EXTRAIT DU TEXTE:
-------------------------

Récemment, Claudine (1), la directrice commerciale d'une start up spécialisée aidant les entreprises à mieux piloter la satisfaction de leurs consommateurs me faisait part de son enthousiasme : "Avec ce programme de développement des compétences de vente complexe, je pense pouvoir réduire le temps de montée en puissance ("ramp up" en anglais) de 6 mois à 5 mois pour les 4 nouveaux commerciaux qui vont nous rejoindre durant le premier trimestre."
"A la bonne heure !", m'écriai-je.
Voilà, me suis-je dit intérieurement, qui devrait permettre à Claudine de justifier aisément un investissement de l'ordre de la centaine de milliers d'euros correspondant à la conduite du programme de développement de compétences.
Pourtant, lorsque je me retrouvai à mon bureau pour mettre un chiffre en face de l'impact économique de cette réduction du temps de montée en puissance des commerciaux, je confesse m'être creusé la tête pour savoir quelle formule calcul adopter.
Jusqu'à ce que je tombe sur un billet de Tom Tunguz où il compare le retour entre deux types d'investissements d'un montant identique de 300k au sein d'un éditeur de logiciel de type SaaS (Software as a Service) : d'un côté, racheter 1% du capital de la société valorisée en post money à 30m et de l'autre, recruter deux commerciaux payés chacun 150k à objectif atteint.

-------------------------

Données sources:
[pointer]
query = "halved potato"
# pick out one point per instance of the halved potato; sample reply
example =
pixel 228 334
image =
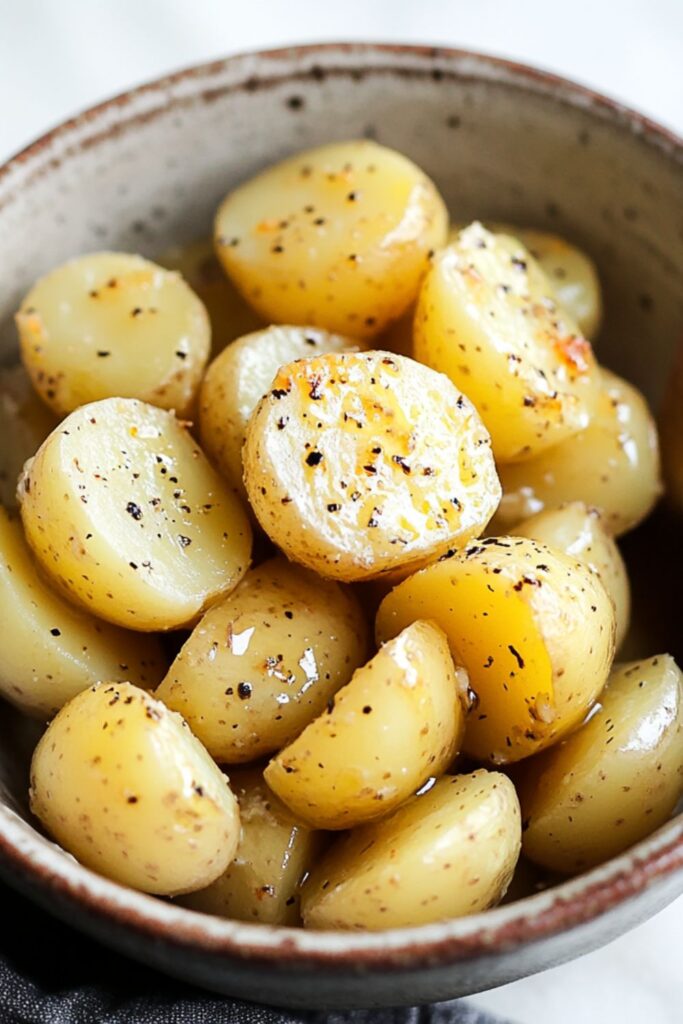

-------------------------

CONSIGNES DE TRAVAIL:
[a] Restituez chaque ligne non vide du listing sous forme de liste numérotée, en omettant l'image.
[b] Rédigez la suite du texte sur la montée en puissance des nouveaux commerciaux, à partir de sa dernière phrase.
Le listing est sans aucun lien avec le texte.

TÂCHES RÉSOLUES:
[a]
1. [pointer]
2. query = "halved potato"
3. # pick out one point per instance of the halved potato; sample reply
4. example =
5. pixel 228 334
6. image =

[b]
A travers un raisonnement simple, Tom démontre que le recrutement des deux commerciaux offre un retour sur investissement 250 fois supérieur au rachat de 1% des parts. Son raisonnement tient en deux temps. D'abord, il effectue une estimation de ce que ces nouveaux commerciaux vont générer comme ARR (Annual Recurring Revenue) additionnel. En partant de l'hypothèse qu'ils se voient assigné un objectif individuel de 600k de d'ARR additionnel et que leur pourcentage d'atteinte de l'objectif se monte à 60%, cela revient à dire que chacun génère 360k d'incrément d'ARR, ou encore, qu'à deux, ils permettent à la société d'augmenter son ARR de 720k. Voilà pour la première partie du raisonnement. La deuxième partie consiste, elle, à trouver une équivalence entre ARR et valorisation de la société. Là, Tom Tunguz s'appuie sur les multiples de capitalisation observés en ce moment sur le marché au gré des acquisitions récentes. Le ratio est de l'ordre de 10. En d'autres termes, cela revient à dire que les 720k d'ARR incrémental généré par les deux nouveaux commerciaux équivalent à une augmentation de la valorisation de la société 10 fois supérieure, soit égale à 7,2m.
Appliquons maintenant ce raisonnement au cas d'espèce de ma conversation avec Claudine en gardant les mêmes hypothèses en termes de valorisation de la société (30m), de distribution de quota (600k d'ARR incrémental par commercial) et de performance intrinsèque (60% de taux de réalisation de l'objectif). Admettons que Claudine veuille recruter 4 commerciaux cette année.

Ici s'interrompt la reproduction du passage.